> _WORK TO COMPLETE_
Return every line of the material below that contains the word "brown".

> _DATA ENTRIES_
◇ ◇ ◇ ◇

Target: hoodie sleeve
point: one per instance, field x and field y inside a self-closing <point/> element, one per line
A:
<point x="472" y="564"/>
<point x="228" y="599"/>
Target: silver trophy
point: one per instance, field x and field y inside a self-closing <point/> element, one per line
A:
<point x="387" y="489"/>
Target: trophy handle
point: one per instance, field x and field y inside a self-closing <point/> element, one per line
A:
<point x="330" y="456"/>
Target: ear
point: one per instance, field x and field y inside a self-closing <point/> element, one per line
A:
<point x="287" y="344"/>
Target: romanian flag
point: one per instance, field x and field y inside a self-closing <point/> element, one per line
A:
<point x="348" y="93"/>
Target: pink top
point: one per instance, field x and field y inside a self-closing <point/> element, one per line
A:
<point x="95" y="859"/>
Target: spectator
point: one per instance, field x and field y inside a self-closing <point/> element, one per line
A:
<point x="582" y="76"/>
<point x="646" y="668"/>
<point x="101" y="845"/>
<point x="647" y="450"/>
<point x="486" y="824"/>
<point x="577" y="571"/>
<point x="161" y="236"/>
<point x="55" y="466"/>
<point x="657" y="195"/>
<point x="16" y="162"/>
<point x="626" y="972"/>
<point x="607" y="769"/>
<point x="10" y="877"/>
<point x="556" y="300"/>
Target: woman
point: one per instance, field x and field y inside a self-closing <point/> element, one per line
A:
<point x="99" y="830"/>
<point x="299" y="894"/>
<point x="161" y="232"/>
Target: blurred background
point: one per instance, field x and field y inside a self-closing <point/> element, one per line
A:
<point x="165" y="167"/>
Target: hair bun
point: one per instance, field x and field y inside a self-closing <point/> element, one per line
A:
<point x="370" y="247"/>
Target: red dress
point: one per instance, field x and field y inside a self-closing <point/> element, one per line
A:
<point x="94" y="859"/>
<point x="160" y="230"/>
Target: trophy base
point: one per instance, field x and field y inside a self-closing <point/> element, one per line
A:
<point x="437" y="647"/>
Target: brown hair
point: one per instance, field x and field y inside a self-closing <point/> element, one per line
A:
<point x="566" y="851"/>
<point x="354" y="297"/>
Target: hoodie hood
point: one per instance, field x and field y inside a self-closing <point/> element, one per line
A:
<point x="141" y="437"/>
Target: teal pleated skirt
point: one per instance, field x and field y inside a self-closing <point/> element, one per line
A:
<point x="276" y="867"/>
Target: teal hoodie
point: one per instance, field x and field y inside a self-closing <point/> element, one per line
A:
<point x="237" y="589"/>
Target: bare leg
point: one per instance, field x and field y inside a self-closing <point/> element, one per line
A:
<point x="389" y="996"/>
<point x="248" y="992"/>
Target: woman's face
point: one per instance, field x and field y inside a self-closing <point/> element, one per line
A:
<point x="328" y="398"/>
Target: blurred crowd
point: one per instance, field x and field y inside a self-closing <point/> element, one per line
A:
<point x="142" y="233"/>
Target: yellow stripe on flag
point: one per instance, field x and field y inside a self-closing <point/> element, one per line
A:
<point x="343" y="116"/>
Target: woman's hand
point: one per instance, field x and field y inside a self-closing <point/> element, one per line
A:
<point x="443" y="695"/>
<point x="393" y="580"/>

◇ ◇ ◇ ◇

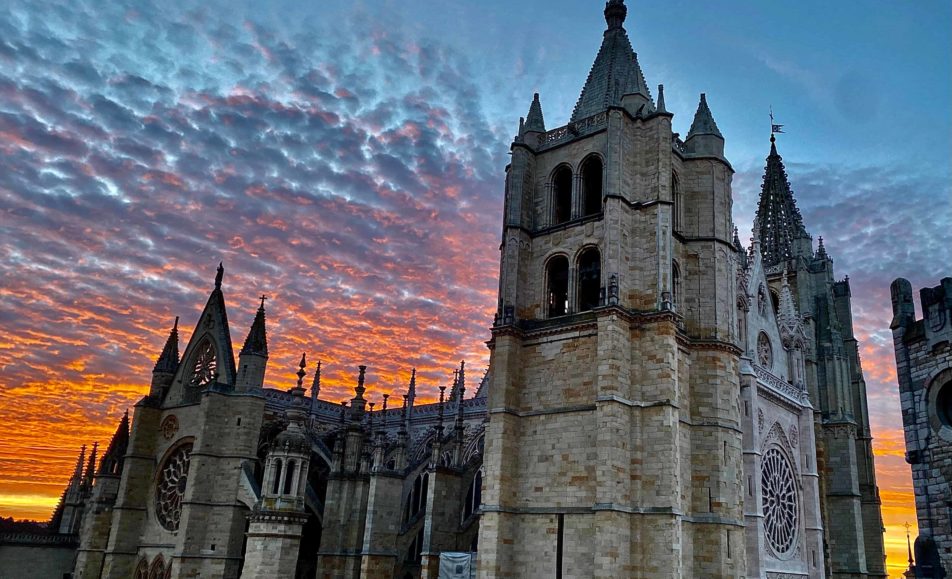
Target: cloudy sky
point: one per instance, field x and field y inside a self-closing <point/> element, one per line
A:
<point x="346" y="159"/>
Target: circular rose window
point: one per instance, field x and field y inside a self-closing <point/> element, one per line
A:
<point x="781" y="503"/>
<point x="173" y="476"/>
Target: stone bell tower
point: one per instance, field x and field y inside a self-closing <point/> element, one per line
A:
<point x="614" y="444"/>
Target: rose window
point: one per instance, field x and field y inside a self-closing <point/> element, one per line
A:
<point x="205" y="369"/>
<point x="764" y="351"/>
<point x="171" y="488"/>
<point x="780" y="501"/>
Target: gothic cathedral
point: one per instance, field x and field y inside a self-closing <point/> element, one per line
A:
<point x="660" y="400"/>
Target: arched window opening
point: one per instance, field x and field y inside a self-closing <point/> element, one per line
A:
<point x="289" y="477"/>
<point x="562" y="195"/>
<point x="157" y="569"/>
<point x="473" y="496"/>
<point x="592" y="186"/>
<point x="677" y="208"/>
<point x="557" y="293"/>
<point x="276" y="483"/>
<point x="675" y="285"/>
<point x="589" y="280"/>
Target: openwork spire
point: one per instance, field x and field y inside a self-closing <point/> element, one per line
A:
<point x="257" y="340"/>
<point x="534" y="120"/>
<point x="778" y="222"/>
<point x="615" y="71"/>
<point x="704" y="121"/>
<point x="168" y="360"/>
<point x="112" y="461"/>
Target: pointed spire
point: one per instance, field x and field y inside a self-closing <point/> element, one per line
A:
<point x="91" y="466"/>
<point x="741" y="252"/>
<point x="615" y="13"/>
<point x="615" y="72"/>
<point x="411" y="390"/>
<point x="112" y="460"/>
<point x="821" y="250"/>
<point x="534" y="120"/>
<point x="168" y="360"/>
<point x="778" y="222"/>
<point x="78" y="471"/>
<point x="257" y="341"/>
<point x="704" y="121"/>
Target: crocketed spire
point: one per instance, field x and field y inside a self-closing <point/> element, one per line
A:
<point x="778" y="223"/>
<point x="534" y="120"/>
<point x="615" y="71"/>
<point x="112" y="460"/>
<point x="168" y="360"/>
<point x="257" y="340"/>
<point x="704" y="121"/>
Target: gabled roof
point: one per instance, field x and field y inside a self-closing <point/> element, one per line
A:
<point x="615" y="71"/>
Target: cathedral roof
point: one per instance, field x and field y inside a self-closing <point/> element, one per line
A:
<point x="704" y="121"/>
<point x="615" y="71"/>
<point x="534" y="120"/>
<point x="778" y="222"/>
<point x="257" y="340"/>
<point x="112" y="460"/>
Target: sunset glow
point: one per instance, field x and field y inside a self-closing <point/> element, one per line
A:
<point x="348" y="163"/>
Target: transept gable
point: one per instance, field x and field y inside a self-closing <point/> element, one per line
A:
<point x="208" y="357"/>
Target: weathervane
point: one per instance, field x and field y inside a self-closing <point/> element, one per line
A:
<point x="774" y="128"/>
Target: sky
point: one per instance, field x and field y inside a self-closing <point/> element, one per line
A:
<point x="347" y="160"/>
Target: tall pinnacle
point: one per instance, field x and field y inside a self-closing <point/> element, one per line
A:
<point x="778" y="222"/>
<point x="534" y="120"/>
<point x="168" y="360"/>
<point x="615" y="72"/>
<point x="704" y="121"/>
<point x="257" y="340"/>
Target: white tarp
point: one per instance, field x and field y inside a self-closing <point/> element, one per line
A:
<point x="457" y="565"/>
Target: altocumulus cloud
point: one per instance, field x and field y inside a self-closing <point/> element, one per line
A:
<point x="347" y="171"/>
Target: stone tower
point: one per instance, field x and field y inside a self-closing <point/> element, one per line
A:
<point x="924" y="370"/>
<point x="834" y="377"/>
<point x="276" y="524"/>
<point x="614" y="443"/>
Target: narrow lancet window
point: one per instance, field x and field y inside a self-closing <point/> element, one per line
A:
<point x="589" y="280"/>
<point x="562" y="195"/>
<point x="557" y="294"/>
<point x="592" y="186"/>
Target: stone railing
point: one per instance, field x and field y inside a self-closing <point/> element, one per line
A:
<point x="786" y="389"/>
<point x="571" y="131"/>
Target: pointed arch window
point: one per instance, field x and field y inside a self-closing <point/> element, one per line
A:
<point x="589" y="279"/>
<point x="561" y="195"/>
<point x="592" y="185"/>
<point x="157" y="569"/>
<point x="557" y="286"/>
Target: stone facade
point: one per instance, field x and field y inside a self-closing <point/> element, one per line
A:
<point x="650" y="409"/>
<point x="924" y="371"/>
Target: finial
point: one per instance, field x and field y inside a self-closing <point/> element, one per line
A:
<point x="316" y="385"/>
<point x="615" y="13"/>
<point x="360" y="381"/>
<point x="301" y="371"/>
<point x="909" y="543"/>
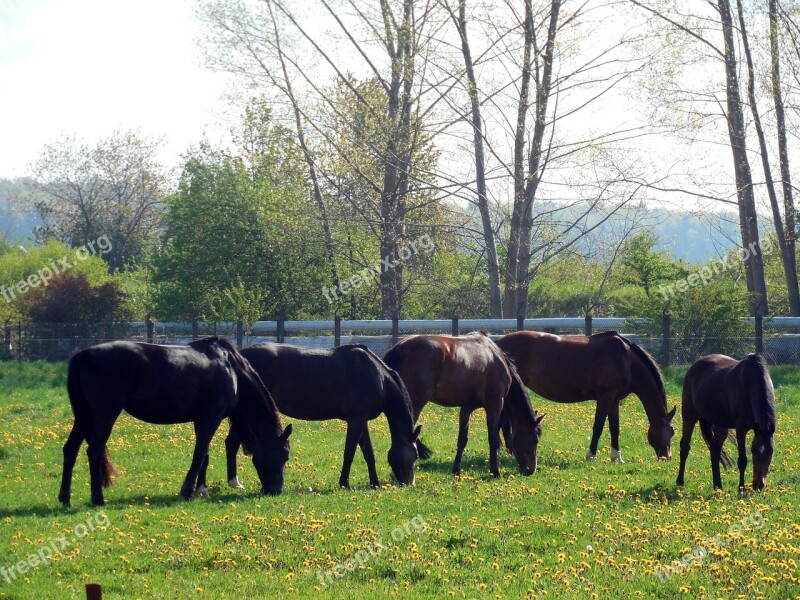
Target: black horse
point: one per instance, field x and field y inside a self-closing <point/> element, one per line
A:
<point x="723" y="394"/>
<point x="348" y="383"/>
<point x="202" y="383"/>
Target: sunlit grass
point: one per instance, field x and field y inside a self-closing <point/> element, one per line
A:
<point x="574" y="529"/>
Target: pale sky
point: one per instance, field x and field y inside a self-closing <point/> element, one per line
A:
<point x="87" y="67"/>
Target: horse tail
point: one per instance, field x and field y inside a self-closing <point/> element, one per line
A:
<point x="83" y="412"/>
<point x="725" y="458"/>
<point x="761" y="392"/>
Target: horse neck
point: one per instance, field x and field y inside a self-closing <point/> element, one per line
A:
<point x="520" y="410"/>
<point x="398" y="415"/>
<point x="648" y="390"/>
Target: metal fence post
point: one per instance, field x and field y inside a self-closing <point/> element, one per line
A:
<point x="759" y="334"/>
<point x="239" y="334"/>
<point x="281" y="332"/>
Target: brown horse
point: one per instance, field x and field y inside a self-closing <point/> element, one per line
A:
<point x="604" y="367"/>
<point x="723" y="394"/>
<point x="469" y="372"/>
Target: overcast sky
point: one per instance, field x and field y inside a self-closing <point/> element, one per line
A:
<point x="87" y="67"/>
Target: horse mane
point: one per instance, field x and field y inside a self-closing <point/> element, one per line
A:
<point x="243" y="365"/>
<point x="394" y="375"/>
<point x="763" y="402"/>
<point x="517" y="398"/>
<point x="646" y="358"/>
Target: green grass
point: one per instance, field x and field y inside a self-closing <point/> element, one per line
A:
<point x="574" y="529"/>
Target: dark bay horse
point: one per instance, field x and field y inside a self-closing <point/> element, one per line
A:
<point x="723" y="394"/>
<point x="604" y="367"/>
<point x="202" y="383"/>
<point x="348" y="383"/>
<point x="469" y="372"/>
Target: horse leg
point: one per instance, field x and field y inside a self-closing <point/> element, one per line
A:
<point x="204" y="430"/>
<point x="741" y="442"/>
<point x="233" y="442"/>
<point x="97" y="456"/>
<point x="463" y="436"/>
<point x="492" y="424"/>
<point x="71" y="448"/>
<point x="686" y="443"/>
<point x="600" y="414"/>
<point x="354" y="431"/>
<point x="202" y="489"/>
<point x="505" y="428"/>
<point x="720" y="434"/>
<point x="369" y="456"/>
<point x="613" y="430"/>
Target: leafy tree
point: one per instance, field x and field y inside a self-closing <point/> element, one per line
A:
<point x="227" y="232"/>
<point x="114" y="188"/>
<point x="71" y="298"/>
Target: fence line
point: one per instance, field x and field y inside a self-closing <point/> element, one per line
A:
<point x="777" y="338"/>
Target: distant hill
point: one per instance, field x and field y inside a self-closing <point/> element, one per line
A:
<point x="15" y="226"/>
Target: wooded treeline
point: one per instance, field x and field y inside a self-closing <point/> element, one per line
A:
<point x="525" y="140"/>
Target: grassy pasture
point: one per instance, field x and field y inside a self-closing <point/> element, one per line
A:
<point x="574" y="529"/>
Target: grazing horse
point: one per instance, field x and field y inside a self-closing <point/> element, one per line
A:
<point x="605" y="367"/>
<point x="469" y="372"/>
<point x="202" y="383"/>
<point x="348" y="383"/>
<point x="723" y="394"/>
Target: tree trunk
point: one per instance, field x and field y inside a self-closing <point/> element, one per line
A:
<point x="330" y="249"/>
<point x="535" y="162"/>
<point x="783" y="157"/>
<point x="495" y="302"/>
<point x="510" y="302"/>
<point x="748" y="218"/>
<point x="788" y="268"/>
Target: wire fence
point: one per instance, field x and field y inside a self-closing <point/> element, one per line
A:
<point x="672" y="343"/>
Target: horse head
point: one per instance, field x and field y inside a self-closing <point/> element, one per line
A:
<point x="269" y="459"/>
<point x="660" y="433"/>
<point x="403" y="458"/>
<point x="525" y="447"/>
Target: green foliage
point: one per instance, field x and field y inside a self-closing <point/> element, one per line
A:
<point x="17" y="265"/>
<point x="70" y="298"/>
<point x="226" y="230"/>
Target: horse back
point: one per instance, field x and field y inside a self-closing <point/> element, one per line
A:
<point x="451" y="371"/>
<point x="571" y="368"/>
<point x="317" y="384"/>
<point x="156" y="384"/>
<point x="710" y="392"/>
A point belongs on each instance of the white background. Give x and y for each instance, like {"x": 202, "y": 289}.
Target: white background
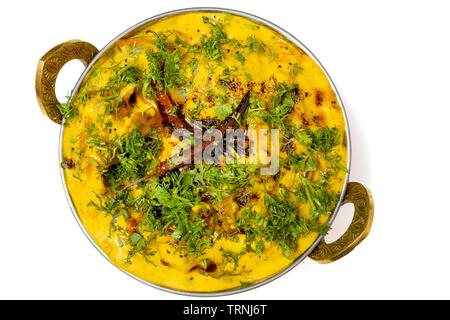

◇ ◇ ◇ ◇

> _EXERCISE ANSWER_
Target: brown hair
Target: brown horse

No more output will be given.